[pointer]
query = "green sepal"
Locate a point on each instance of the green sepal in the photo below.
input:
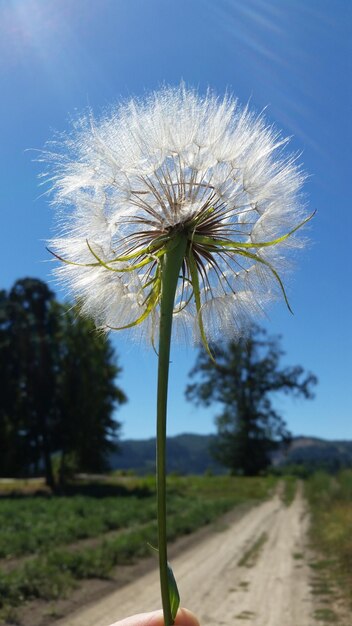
(173, 592)
(196, 290)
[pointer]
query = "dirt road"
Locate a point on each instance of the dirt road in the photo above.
(251, 571)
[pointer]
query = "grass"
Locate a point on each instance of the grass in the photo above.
(330, 499)
(44, 526)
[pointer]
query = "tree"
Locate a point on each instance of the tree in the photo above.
(86, 394)
(58, 377)
(246, 375)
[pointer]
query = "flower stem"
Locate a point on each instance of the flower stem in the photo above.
(172, 262)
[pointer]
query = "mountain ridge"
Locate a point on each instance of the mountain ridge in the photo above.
(190, 453)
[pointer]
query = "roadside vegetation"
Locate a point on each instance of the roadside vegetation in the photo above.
(330, 499)
(41, 548)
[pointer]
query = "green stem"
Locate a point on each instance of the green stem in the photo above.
(172, 262)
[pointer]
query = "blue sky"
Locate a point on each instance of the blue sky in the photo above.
(292, 57)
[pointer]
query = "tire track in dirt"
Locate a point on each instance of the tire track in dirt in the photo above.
(271, 588)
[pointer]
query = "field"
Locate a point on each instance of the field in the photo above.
(330, 499)
(49, 543)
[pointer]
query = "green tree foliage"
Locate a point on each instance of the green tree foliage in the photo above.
(246, 375)
(58, 380)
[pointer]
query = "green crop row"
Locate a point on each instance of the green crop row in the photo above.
(193, 502)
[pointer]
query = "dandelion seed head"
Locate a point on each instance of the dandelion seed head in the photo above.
(175, 163)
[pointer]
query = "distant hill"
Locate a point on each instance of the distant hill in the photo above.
(186, 454)
(316, 453)
(190, 454)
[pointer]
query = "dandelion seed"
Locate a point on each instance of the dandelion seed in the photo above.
(176, 212)
(180, 165)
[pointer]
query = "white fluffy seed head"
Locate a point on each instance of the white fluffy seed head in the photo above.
(149, 167)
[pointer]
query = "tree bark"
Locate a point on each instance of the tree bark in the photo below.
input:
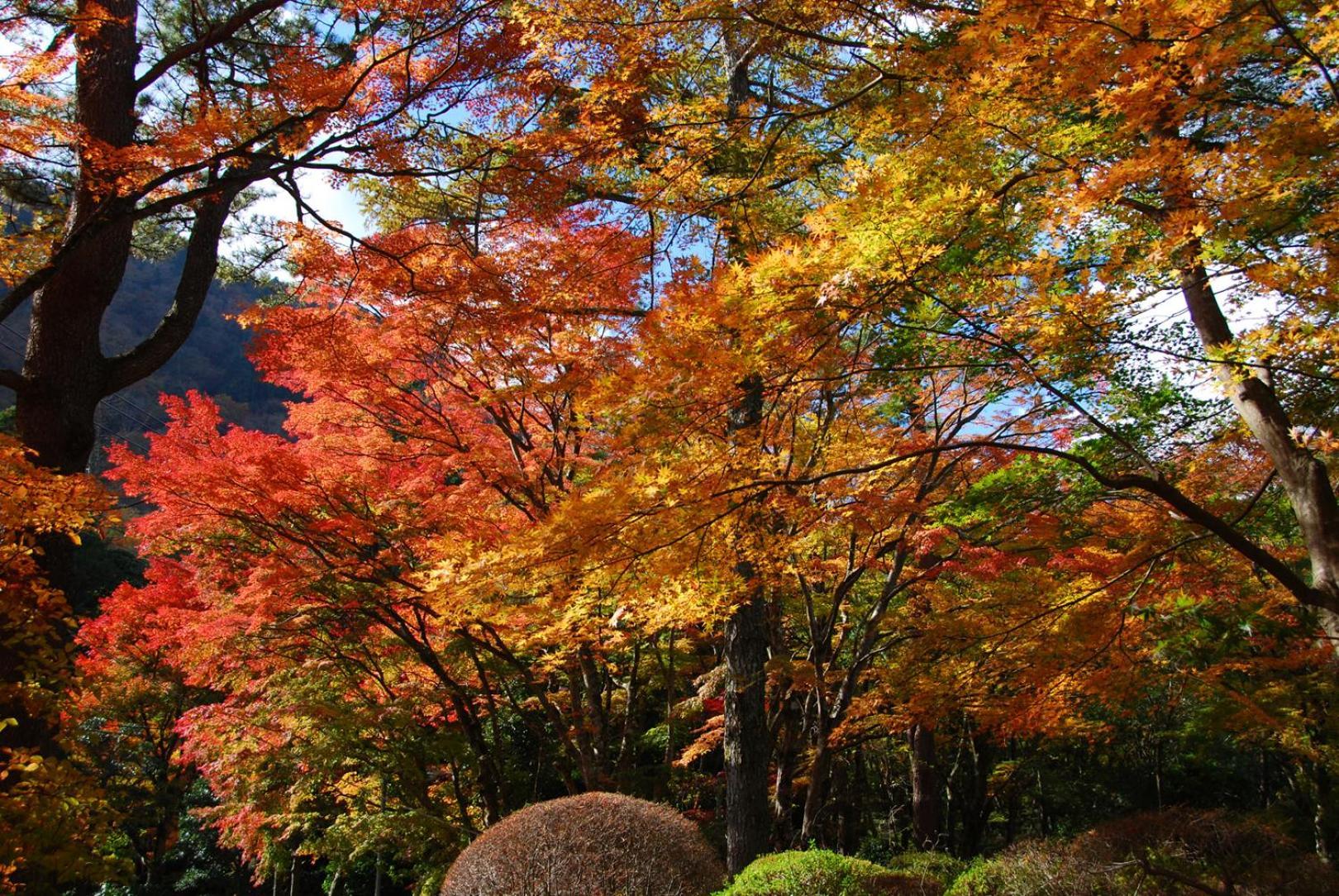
(927, 801)
(746, 741)
(1303, 476)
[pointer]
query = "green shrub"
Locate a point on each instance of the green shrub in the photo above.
(936, 865)
(1032, 870)
(1168, 853)
(827, 874)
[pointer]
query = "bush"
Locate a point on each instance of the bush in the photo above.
(1168, 853)
(936, 865)
(595, 844)
(827, 874)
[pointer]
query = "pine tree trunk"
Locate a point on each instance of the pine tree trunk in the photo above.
(927, 801)
(746, 740)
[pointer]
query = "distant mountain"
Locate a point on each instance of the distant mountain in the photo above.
(213, 360)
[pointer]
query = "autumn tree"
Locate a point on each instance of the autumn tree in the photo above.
(130, 125)
(50, 812)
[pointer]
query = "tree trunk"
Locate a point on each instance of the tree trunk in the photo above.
(1303, 476)
(820, 785)
(927, 800)
(64, 370)
(746, 740)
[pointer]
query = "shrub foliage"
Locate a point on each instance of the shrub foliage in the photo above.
(593, 844)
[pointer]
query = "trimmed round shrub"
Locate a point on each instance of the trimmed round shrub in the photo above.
(593, 844)
(818, 872)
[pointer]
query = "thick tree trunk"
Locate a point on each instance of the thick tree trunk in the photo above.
(64, 371)
(746, 741)
(1303, 476)
(927, 800)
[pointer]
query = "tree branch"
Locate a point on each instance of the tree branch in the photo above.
(196, 278)
(212, 38)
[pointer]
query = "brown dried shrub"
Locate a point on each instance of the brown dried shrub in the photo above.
(595, 844)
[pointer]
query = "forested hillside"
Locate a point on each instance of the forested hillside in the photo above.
(213, 360)
(751, 448)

- - - -

*TASK DETAILS*
The records above are to be restated exactly, without their pictures.

*SOLVED PROBLEM*
[pointer]
query = "green sepal"
Locate a point on each instance of the green sepal in the photo below.
input:
(173, 592)
(196, 290)
[pointer]
query = "dirt road"
Locate a point on each instance of the dirt road in the photo above.
(251, 571)
[pointer]
query = "grass"
Locate a point on each instance of the grass in the photo above.
(330, 499)
(44, 526)
[pointer]
query = "tree"
Locate a point on each instance of the tree in the photo above.
(86, 394)
(58, 377)
(246, 375)
[pointer]
query = "flower stem"
Locate a point on each instance of the flower stem in the photo above.
(172, 262)
[pointer]
query = "mountain ridge"
Locate a point on each instance of the mountain ridge in the photo above.
(190, 453)
[pointer]
query = "roadside vegetation"
Locate a point on each instance of the roadside vegetation in the photo above.
(330, 499)
(41, 548)
[pointer]
query = "green stem"
Locate a point on each instance of the green stem in the photo above.
(172, 262)
[pointer]
query = "blue sky"
Locate a point on each instance of the blue sky in the photo above.
(292, 57)
[pointer]
query = "tire track in dirt"
Locate a point on each instance of the tire track in dirt in the photo above.
(271, 588)
[pointer]
query = "field"
Locate a point on each instance of the field in the photo above.
(330, 499)
(49, 543)
[pointer]
query = "green tree foliage"
Locate a point on each instance of the green tree foliage in the photo above.
(246, 375)
(58, 380)
[pointer]
query = "green crop row"
Locate a point on each instance of the green crop row in the photo above.
(193, 502)
[pointer]
query = "dandelion seed head"
Locate a point on each instance of the dandelion seed head in the photo above.
(175, 163)
[pointer]
query = "distant hill"
Locate a point on each instance of the distant hill in the photo above.
(186, 454)
(316, 453)
(190, 454)
[pointer]
query = "dandelion seed"
Locate a point on each instance of the dandelion seed in the photo above.
(176, 212)
(180, 165)
[pointer]
query = "white fluffy seed head"
Locate a point on each instance of the white fluffy seed head in the photo above.
(149, 167)
[pointer]
query = "tree bark"
Locate a point on each instance of the tree bark in the photo below.
input:
(927, 801)
(746, 741)
(1303, 476)
[pointer]
query = "green shrub"
Locate a point on each instance of the green shrub in the photo above.
(936, 865)
(1032, 870)
(1168, 853)
(827, 874)
[pointer]
query = "bush"
Locate a point on each instance of the bush in the photo above.
(1168, 853)
(936, 865)
(595, 844)
(827, 874)
[pointer]
query = "pine tree trunk"
Locate a point on each instance of the pine tree trunk in the photo above.
(927, 801)
(746, 740)
[pointer]
query = "distant mountain"
Locate a point on each instance of the distant mountain in the photo above.
(213, 360)
[pointer]
query = "autumn tree"
Locate a point on each instance of the autumn tree in the photo above.
(130, 125)
(50, 812)
[pointer]
query = "tree trunk"
Locate a point on each instance of the tree trunk in the photo above.
(1303, 476)
(820, 785)
(927, 800)
(64, 370)
(746, 740)
[pointer]
query = "shrub foliage"
Locate a point on each instance of the shrub foliage in the photo above.
(593, 844)
[pointer]
query = "trimmed round shrub"
Locate a point on each instance of the trimmed round shrub in the photo above.
(593, 844)
(818, 872)
[pointer]
query = "thick tree trunk"
Locate a point on each instance of the thick tree trunk in the photo above.
(64, 371)
(746, 741)
(1303, 476)
(927, 800)
[pointer]
query = "tree branch"
Locate a point on each instance of the tree branch in the photo above.
(196, 278)
(212, 38)
[pointer]
query = "brown dried shrub"
Locate a point on each instance of the brown dried shrub in the photo above.
(595, 844)
[pointer]
query = "forested hillside"
Locate a point on each instance of the forested hillside in the photo above.
(213, 360)
(751, 448)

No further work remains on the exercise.